### Exercise goal
Pull out every row below word for word, keeping each line as it stands.

* START Exercise input *

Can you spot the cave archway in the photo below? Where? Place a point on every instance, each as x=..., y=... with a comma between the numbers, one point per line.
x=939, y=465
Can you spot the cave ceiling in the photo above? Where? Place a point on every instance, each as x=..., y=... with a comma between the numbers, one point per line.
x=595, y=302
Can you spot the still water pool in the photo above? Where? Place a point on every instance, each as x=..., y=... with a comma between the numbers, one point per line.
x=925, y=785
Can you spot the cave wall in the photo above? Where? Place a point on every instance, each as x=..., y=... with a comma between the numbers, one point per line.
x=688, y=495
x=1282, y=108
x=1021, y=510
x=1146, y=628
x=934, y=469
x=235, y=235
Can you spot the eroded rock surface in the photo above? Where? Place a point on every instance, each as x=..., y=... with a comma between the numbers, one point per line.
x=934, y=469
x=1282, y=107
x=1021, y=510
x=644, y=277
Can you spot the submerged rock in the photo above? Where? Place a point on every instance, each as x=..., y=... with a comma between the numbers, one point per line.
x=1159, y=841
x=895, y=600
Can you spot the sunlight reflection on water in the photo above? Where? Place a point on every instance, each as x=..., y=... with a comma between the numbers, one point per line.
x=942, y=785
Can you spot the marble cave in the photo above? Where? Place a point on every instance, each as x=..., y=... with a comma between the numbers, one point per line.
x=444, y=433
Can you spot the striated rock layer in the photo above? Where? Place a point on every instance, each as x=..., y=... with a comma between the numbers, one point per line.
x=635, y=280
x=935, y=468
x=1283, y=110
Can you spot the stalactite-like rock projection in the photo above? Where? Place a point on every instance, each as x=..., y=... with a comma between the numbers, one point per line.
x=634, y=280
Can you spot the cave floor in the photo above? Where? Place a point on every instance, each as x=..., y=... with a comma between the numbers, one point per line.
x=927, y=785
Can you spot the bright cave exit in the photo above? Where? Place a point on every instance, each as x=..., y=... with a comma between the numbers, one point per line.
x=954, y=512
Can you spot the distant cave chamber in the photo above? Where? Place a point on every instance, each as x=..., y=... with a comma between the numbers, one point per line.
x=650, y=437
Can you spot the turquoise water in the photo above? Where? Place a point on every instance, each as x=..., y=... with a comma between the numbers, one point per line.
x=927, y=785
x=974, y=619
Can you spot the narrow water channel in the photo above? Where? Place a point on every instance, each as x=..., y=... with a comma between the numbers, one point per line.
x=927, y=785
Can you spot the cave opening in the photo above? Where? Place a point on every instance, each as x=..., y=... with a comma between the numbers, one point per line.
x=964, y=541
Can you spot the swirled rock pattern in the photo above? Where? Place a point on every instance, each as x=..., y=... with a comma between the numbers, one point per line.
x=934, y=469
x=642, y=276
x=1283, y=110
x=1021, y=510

* END Exercise input *

### Answer to this problem
Can you spot the cave archway in the photo below? Where? Place a point on every instance, each as x=..., y=... with a comma between the numbers, one point per line.
x=939, y=465
Can you spot the cave ceiling in the photo above? Where? Place a point on every instance, each as x=..., y=... with a comma between the numbers, one point per line.
x=595, y=302
Can you spot the still water pool in the photo above? Where? Place a point on every instance, each as x=..., y=... with a comma between the numbers, one point per line.
x=925, y=785
Can you spot the cave wall in the photo above? Where? Place a point on every instance, each as x=..., y=... with a comma between the numbers, one point per line.
x=688, y=495
x=1282, y=108
x=1021, y=510
x=1146, y=628
x=934, y=469
x=235, y=235
Can you spot the eroded rock surface in the photo above? Where? Place a point on every instance, each as x=..., y=... with a comma between the numbers, one point per line.
x=934, y=469
x=1282, y=107
x=1021, y=510
x=644, y=277
Can you spot the submerged rock in the photo above? Where? Place a point on every instance, each as x=..., y=... with a comma between the numbers, one point per line.
x=1159, y=841
x=895, y=600
Can you spot the sunlight reflection on water in the photo above? Where? Place a point on every instance, each as x=..., y=... with a comma between the numbers, one point per line.
x=942, y=785
Can you spot the marble cave in the photo above? Where? Place a point on every instance, each as x=..., y=... with a comma between the numbers, one point per line.
x=444, y=433
Can you spot the striated rock layer in the photo above? Where? Place a point on every instance, each as x=..., y=... with a comma between the numbers, one point per line.
x=635, y=280
x=935, y=468
x=1283, y=110
Can you spot the stalactite-like rock projection in the photo above? Where? Place a point on every instance, each as x=..., y=... with a comma between the numbers, one point per line.
x=634, y=280
Can you spot the cave floor in the photo above? Where? Place a point on every instance, each as x=..., y=... with a comma between the numbers, one point per line.
x=927, y=785
Can you spot the bright cave exit in the photo above? Where? Place a point on every instance, each as x=..., y=... with a comma between the numbers, one point per line.
x=954, y=512
Can you spot the distant cave chamber in the photo above? Where? Place a point on every instance, each as x=..., y=... with a comma between the numbers, one point per line.
x=650, y=437
Can you spot the turquoise water in the photo above? Where? Place a point on every instance, each as x=..., y=... with a comma between the numbers, one point per line.
x=927, y=785
x=974, y=619
Can you spot the narrow water channel in the photo above? Where? Place a point on every instance, each as x=..., y=... with a comma between the numbers, one point per line.
x=927, y=785
Can you spot the cave opening in the photo above? Where? Place a point on every instance, each as x=..., y=... with a comma between the numbers, one point per line.
x=964, y=541
Can you spot the swirled rock pattern in the photo above? Where? Place a point on every instance, each as x=..., y=... with a comma between the numbers, one point per line.
x=934, y=469
x=642, y=276
x=1283, y=110
x=1021, y=510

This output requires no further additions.